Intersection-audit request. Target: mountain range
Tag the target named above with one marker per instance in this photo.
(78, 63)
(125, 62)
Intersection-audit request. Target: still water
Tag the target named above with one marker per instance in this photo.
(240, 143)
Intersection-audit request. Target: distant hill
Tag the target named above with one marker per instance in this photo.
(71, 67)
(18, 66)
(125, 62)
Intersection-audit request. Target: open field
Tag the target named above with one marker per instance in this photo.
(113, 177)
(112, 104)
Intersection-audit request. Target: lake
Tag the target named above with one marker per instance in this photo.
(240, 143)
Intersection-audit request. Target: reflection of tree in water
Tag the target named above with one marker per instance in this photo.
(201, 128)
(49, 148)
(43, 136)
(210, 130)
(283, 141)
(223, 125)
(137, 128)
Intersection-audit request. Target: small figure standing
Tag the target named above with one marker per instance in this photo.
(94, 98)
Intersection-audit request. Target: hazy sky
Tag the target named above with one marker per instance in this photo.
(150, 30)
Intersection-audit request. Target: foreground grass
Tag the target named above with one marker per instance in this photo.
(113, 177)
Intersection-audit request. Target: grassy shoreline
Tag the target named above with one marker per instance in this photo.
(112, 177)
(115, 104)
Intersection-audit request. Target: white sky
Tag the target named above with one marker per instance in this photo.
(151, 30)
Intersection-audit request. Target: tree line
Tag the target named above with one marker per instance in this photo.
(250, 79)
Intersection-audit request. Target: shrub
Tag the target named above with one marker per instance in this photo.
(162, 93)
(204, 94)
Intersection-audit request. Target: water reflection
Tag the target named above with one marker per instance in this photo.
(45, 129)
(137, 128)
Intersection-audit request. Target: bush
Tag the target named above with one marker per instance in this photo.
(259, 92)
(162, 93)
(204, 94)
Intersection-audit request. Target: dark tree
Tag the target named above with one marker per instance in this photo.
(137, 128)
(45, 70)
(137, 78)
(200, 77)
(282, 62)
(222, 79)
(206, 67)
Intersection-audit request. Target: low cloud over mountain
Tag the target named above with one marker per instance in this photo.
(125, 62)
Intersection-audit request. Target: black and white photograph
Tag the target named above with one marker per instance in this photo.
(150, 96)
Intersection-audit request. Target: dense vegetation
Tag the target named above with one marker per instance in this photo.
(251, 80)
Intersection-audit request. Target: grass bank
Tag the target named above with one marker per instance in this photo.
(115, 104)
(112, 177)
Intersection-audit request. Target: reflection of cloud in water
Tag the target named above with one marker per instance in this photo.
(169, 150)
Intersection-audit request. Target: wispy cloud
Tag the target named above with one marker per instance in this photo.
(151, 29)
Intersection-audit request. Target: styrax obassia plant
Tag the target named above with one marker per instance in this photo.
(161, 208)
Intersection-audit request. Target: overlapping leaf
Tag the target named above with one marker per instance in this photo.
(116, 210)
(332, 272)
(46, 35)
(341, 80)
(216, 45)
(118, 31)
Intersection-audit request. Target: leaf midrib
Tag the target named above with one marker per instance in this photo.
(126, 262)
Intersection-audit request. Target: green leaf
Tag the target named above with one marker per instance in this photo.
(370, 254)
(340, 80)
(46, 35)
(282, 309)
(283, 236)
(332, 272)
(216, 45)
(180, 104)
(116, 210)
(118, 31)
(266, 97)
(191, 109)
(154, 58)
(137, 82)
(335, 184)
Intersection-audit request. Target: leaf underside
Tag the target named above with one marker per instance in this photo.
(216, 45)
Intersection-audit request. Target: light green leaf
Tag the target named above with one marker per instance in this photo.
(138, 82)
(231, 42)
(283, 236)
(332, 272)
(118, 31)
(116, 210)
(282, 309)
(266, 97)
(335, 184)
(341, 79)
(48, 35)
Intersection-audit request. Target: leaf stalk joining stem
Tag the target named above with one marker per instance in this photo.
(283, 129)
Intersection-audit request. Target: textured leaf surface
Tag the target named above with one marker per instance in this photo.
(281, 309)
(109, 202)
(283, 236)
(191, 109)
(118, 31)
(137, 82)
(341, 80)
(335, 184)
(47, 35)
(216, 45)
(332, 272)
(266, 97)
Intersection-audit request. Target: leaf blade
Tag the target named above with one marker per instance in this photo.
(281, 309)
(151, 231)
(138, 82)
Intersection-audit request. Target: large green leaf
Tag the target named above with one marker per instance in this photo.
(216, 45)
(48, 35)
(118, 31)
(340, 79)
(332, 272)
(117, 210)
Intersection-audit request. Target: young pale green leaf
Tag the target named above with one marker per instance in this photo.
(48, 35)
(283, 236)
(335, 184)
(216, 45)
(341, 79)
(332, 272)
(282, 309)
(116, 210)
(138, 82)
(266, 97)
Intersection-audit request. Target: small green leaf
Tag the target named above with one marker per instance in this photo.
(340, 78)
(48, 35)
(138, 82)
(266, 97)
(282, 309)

--

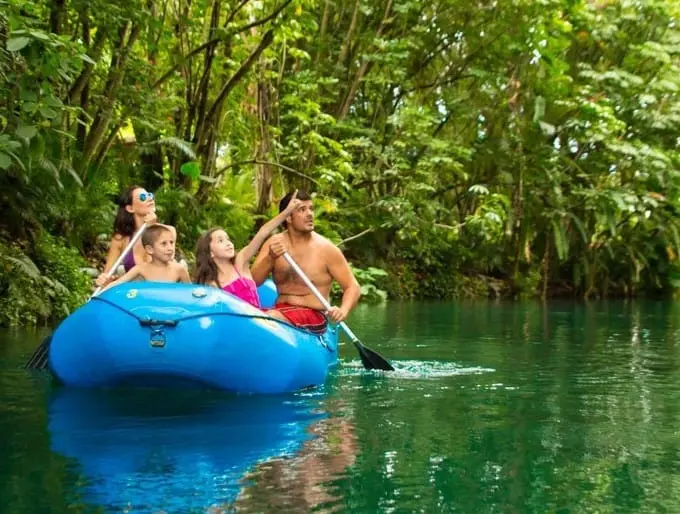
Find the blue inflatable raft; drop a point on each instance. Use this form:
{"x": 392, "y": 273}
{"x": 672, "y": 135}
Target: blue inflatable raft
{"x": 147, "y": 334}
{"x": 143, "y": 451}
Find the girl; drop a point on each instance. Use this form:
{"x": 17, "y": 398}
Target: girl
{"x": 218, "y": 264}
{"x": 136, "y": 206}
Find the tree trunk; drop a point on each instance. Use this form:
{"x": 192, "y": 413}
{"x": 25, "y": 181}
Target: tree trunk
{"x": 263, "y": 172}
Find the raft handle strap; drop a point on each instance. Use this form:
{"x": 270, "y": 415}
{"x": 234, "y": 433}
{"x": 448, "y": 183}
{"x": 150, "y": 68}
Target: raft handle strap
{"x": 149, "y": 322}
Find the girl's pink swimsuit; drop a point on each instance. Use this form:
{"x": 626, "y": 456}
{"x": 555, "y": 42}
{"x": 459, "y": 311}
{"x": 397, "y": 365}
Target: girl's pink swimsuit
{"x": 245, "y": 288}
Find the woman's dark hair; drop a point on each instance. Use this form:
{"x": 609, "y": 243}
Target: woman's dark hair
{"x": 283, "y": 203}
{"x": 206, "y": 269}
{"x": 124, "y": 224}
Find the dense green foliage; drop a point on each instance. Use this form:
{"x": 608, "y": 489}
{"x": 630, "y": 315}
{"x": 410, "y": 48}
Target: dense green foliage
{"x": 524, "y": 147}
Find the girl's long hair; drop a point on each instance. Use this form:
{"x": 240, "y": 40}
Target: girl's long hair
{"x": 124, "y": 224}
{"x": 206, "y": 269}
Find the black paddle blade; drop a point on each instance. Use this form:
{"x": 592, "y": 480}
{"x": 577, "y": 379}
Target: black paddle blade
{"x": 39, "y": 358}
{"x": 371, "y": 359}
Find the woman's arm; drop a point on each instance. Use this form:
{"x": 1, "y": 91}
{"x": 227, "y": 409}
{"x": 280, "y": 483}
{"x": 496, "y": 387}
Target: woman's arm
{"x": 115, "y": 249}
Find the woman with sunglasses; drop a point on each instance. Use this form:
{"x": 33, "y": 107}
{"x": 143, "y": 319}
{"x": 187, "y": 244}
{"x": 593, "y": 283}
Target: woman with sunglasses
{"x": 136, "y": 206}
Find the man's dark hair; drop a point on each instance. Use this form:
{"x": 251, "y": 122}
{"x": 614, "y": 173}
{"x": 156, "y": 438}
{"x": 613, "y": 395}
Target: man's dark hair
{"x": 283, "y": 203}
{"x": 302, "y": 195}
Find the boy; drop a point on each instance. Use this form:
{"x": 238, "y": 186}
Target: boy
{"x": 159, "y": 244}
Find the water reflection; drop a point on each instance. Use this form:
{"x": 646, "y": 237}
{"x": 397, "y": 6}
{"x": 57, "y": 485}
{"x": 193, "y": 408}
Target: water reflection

Set exercise: Please count the lines in the records above that contain the string "woman", treating uppercase and lowercase as different, and give only the number.

Solution to the exercise: 6